[Collected data entries]

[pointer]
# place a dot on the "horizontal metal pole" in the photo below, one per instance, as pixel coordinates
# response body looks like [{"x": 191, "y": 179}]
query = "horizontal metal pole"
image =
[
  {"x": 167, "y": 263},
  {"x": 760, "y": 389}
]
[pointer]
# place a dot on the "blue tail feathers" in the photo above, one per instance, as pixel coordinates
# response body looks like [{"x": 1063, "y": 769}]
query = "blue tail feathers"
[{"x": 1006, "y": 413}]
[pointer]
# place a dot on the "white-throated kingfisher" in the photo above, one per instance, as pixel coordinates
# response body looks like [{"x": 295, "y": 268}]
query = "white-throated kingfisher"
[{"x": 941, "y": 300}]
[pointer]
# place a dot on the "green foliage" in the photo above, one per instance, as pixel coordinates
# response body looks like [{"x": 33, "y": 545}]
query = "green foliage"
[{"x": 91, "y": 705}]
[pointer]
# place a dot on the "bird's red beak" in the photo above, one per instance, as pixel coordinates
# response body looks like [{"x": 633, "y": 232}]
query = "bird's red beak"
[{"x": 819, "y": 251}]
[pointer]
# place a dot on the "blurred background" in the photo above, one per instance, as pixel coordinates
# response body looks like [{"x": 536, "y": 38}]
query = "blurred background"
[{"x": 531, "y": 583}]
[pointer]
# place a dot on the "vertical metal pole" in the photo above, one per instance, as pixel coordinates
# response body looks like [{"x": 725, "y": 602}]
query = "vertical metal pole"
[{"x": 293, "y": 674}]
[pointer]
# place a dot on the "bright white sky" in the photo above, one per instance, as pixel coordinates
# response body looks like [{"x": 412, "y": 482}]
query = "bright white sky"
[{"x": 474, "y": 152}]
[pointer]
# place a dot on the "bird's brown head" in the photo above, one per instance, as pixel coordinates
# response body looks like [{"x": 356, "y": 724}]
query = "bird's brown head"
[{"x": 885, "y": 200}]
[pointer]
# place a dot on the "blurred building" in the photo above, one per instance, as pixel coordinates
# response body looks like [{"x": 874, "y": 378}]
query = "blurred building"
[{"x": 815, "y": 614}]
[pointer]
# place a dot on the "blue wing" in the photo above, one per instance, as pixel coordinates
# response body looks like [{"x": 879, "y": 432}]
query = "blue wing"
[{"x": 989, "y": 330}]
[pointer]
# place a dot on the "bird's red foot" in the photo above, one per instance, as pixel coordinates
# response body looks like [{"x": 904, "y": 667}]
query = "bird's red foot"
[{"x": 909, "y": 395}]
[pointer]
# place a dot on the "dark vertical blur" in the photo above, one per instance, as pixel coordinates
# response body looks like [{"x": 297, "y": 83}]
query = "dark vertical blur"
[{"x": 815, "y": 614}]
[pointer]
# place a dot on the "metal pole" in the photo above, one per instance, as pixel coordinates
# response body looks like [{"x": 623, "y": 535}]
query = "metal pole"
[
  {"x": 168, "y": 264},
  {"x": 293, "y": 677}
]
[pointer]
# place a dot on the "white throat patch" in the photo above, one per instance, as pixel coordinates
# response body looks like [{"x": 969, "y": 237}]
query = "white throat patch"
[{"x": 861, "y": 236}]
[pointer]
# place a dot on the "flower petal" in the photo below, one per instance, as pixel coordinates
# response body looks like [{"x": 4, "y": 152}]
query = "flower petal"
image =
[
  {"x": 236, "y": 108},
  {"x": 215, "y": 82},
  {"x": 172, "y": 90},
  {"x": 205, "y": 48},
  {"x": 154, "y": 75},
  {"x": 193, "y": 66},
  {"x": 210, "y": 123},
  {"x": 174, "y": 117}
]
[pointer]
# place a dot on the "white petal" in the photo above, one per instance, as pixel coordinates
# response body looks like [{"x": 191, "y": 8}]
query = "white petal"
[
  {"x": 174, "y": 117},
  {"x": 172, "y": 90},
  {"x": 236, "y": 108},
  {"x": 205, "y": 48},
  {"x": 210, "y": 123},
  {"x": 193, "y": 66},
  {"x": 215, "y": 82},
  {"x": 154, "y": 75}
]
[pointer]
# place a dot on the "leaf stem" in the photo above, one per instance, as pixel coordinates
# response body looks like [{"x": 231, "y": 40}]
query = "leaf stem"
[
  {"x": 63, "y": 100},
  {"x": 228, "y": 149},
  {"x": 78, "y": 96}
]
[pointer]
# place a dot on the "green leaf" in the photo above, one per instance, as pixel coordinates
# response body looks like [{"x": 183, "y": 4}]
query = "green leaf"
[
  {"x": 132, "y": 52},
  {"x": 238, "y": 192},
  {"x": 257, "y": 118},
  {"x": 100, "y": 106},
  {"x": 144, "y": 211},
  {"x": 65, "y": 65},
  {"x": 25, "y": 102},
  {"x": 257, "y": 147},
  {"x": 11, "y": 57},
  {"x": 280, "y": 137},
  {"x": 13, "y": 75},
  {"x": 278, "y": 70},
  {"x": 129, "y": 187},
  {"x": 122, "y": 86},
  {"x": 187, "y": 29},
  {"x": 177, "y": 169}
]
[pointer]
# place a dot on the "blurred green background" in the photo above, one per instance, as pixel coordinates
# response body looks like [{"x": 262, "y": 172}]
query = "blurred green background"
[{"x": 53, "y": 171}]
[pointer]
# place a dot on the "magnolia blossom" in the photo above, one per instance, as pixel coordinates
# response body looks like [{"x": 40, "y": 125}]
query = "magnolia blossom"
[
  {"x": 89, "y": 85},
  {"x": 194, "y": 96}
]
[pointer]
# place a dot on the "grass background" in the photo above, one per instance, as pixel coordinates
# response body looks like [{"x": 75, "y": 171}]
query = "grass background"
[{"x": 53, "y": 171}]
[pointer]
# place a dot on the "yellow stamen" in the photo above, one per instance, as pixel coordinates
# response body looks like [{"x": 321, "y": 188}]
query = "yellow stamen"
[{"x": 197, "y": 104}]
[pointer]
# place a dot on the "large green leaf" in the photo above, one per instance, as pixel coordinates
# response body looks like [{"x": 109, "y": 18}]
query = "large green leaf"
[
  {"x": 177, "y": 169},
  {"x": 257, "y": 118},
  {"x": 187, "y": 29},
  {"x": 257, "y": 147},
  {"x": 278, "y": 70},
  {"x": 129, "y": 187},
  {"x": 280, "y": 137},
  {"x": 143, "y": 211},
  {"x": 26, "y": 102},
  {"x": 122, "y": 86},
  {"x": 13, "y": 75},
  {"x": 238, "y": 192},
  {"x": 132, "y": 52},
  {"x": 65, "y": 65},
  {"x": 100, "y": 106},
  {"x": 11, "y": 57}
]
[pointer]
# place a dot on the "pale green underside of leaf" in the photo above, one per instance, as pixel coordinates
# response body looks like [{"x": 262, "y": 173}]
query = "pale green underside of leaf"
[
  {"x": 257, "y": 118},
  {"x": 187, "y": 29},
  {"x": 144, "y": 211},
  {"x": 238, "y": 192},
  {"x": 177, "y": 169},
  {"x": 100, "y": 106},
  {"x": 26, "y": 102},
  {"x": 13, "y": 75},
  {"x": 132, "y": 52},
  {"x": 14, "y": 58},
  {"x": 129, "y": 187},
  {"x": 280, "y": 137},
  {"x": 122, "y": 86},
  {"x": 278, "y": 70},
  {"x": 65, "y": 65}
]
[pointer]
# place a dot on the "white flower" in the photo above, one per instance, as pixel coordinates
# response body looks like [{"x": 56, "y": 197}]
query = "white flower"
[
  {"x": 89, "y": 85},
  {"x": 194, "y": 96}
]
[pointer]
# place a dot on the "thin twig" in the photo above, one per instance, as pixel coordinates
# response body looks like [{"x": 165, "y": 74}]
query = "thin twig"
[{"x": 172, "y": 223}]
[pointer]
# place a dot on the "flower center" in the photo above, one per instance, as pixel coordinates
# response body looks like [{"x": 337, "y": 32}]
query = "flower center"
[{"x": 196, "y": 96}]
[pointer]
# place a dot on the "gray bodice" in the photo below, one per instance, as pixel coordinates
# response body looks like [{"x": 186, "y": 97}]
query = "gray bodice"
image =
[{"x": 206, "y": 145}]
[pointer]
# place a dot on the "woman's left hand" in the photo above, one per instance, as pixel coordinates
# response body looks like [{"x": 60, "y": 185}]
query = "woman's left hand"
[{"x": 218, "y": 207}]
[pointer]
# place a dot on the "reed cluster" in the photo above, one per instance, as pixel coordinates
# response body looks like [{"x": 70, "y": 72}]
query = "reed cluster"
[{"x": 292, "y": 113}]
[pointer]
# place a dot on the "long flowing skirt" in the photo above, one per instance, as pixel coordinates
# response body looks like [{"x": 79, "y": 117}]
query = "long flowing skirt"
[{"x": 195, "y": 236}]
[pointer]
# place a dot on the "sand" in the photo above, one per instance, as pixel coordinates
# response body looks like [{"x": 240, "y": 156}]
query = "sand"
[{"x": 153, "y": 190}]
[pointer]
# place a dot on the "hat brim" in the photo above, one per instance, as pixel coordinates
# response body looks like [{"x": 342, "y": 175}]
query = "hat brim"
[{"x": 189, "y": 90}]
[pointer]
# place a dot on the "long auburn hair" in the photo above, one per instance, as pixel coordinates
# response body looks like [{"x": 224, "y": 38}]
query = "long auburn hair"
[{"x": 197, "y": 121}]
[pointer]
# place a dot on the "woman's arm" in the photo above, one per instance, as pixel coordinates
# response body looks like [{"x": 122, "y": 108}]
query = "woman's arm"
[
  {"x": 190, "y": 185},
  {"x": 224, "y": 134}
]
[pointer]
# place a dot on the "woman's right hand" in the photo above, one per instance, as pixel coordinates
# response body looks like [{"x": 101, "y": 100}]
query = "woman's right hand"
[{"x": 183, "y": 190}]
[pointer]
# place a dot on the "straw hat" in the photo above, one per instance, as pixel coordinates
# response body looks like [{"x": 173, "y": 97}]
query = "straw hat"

— The problem —
Looking through the records, copy out every line in which the word "horizontal" is found.

— Exercise answer —
# place a dot on the "horizontal metal pole" in the photo below, one per instance, as pixel coordinates
query = "horizontal metal pole"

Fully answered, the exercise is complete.